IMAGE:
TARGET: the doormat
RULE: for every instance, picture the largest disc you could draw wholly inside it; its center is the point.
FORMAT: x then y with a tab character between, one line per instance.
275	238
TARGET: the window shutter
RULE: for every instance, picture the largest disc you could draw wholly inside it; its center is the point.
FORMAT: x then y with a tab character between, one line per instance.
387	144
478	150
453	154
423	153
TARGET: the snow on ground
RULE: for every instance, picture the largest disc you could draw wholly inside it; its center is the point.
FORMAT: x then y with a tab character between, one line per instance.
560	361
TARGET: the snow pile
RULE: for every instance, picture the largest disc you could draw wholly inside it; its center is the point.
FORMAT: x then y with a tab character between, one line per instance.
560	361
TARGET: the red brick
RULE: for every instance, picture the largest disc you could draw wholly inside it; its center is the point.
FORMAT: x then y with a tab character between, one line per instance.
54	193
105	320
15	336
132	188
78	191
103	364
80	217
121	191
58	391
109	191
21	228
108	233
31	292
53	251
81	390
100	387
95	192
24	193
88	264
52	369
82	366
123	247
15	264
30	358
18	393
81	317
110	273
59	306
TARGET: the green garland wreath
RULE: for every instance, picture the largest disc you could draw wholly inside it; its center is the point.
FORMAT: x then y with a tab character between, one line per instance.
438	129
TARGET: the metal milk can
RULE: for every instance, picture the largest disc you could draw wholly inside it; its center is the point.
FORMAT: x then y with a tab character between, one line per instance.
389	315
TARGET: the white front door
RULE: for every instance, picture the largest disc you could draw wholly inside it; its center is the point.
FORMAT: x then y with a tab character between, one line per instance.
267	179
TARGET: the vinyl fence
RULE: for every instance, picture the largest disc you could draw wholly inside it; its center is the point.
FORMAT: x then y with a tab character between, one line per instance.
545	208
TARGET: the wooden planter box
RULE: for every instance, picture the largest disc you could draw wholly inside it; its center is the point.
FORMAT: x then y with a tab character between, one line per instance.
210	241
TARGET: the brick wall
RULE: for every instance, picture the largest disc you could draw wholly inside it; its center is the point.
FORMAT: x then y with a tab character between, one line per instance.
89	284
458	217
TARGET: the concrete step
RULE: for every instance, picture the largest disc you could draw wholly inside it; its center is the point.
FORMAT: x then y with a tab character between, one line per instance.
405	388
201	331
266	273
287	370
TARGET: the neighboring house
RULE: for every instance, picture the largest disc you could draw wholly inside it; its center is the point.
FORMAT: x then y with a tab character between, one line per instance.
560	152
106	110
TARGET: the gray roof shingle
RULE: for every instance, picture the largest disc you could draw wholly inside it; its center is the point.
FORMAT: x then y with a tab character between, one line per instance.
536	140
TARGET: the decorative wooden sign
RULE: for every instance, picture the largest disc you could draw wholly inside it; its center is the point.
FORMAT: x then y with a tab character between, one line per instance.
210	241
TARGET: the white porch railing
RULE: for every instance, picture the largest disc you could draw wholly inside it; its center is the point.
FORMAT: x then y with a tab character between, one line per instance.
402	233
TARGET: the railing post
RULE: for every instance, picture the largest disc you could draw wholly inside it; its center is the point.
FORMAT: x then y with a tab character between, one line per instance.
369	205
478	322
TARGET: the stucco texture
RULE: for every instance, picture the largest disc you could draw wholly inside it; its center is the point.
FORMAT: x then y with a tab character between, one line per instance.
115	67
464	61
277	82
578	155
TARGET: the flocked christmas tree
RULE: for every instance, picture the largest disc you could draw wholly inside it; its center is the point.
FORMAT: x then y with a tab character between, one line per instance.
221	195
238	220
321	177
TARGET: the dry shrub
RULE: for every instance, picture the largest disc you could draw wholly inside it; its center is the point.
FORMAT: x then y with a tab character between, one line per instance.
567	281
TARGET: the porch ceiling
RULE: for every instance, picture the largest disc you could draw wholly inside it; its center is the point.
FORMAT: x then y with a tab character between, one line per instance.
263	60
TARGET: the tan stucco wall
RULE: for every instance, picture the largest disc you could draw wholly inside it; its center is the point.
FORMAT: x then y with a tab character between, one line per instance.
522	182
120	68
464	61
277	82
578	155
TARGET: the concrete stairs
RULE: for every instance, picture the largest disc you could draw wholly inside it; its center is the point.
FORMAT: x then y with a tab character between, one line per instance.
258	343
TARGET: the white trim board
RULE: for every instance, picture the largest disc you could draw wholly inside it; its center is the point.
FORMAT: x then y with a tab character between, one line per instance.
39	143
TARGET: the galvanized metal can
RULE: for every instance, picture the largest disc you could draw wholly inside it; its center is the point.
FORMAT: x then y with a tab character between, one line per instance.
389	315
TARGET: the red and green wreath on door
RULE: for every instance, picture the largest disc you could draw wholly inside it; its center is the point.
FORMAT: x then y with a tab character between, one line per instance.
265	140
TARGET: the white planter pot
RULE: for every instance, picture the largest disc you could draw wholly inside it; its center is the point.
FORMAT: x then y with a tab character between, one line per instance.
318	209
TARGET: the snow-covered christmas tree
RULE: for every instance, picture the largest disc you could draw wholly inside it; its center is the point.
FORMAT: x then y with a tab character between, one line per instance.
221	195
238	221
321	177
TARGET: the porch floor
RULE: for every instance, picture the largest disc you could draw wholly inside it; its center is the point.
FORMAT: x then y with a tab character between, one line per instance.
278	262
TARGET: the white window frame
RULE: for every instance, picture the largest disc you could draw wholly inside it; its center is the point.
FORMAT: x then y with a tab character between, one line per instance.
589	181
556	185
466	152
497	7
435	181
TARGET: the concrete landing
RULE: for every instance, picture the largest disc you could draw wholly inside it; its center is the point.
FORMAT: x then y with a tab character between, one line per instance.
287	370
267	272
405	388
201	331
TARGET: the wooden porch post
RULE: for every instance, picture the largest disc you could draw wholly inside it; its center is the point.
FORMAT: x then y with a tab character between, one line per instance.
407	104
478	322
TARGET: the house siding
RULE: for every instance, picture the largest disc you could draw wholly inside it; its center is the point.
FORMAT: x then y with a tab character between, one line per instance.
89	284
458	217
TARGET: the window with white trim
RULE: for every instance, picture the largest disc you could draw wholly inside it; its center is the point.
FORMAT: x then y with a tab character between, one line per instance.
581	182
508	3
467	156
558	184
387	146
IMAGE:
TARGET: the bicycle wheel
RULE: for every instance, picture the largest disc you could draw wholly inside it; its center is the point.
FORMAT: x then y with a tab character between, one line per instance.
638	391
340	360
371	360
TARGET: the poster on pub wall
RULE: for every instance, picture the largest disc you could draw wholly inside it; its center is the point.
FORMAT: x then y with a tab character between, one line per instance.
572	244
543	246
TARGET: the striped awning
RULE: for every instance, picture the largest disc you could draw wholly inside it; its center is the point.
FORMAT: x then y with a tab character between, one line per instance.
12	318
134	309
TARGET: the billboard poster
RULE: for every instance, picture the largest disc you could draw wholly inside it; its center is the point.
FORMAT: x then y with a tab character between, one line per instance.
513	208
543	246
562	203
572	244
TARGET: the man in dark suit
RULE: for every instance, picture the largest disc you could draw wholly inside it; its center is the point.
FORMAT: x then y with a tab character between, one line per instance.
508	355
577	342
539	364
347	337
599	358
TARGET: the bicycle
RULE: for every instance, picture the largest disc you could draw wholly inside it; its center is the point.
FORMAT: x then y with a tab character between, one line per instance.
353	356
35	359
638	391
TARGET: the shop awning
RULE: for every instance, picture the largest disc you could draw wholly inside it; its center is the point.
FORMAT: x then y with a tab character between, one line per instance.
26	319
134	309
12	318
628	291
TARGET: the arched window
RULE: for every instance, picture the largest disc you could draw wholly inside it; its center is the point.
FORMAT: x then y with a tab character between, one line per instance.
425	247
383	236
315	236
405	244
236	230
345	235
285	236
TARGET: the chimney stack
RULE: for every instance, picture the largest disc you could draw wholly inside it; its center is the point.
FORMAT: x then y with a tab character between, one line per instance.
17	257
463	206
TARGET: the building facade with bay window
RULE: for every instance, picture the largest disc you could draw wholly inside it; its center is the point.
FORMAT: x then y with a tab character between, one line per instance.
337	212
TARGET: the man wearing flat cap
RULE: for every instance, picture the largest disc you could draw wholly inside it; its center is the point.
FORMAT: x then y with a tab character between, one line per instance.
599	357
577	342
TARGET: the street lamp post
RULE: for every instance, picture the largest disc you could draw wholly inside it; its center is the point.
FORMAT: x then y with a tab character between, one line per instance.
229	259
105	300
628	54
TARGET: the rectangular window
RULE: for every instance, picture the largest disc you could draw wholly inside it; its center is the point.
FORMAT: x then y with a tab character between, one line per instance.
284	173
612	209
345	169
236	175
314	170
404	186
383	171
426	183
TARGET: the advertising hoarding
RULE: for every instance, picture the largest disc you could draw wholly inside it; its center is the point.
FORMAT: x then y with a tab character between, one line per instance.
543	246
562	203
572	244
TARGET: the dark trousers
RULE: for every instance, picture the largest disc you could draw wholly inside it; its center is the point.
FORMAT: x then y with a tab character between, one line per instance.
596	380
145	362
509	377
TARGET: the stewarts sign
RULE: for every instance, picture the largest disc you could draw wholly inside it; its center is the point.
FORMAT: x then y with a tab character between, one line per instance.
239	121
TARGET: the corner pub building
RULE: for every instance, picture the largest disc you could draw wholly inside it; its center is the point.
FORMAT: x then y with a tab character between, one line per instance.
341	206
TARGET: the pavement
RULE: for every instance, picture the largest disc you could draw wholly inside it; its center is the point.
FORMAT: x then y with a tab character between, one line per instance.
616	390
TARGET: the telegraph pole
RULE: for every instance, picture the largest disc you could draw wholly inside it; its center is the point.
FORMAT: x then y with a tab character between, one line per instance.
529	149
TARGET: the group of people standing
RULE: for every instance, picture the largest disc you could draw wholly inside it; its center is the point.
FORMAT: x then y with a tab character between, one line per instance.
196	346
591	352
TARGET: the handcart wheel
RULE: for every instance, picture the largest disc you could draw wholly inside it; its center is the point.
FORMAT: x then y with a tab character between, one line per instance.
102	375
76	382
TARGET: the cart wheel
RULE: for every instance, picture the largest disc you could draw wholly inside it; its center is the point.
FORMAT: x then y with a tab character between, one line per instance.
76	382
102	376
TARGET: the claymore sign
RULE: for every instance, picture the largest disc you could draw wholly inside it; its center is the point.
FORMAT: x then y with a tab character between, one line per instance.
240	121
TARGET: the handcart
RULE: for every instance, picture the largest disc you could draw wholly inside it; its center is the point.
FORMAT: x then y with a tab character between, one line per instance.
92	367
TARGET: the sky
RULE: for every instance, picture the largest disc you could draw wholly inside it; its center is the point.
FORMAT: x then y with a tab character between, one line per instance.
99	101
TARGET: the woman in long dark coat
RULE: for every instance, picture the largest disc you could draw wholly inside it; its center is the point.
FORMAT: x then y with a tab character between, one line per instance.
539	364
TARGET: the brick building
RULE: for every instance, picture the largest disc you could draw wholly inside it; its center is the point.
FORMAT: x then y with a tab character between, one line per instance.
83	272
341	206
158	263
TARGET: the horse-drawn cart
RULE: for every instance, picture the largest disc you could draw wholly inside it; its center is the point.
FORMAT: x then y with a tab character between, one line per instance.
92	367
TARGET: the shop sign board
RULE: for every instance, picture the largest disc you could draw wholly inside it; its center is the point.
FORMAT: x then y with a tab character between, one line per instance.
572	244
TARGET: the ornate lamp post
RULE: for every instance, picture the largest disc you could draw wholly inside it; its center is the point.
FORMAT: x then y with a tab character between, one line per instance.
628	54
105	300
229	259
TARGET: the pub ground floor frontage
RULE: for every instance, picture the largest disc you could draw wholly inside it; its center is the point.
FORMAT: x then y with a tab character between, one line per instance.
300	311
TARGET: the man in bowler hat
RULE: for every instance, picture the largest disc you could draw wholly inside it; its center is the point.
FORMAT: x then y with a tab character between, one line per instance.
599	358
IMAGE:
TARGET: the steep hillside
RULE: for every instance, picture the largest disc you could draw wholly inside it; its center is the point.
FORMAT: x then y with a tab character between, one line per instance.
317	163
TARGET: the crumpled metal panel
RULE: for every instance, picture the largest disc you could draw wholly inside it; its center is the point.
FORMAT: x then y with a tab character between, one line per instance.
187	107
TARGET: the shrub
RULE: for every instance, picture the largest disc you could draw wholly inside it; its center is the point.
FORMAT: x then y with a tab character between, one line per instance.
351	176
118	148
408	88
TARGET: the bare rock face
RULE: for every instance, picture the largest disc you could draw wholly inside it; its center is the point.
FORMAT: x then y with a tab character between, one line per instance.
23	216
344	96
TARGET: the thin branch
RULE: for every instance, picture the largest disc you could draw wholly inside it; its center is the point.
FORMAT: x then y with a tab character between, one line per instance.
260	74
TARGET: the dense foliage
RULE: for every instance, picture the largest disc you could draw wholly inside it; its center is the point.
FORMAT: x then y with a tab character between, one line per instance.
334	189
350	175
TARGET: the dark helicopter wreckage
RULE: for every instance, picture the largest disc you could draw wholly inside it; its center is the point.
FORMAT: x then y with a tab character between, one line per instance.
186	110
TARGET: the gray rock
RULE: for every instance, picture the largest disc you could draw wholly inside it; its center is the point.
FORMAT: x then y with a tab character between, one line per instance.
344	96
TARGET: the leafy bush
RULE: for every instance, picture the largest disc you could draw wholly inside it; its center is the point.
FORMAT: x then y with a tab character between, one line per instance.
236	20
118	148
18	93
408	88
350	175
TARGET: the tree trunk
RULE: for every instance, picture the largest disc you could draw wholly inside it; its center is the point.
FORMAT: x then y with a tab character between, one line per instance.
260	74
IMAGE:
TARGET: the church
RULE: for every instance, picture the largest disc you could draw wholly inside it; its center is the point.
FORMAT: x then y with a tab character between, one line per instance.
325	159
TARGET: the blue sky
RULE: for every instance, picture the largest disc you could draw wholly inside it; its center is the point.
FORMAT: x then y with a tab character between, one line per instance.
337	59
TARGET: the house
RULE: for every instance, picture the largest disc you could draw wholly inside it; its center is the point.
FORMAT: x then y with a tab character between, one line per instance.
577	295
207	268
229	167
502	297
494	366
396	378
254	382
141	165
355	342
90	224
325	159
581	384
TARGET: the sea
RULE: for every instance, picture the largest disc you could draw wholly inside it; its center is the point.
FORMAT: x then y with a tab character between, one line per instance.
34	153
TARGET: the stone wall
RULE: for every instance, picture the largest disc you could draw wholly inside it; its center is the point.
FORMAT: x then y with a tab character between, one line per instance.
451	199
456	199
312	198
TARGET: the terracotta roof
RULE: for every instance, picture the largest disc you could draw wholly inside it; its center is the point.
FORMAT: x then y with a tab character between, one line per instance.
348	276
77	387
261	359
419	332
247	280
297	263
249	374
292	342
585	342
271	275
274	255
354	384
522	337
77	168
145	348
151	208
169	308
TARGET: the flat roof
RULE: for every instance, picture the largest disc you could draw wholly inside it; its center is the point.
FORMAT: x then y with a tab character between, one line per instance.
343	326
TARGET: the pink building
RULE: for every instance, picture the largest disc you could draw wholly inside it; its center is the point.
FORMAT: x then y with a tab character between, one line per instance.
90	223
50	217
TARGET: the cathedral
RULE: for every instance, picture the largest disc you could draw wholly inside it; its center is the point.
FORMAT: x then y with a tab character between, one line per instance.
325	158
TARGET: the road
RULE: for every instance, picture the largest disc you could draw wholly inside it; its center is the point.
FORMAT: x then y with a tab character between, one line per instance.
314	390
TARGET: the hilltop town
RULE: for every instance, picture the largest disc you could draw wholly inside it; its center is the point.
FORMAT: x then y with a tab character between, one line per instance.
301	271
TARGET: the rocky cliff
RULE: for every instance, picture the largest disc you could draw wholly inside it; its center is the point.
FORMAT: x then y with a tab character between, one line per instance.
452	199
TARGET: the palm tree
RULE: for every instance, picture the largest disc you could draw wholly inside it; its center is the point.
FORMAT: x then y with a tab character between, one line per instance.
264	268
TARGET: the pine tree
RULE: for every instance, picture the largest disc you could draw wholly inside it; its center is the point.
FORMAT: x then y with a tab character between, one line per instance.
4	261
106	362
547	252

__Task item__
Set down the lines of the listing word for word, from its first line through the line containing "TARGET: the window shutter". Both of those lines belong in the answer, and no others do.

__Task response__
IMAGE:
TARGET: the doormat
RULE: for every instance, picture the largest disc you could draw wholly inside it; its center is the point.
FORMAT: x then y with a tab character between, one line per instance.
275	238
TARGET: the window shutter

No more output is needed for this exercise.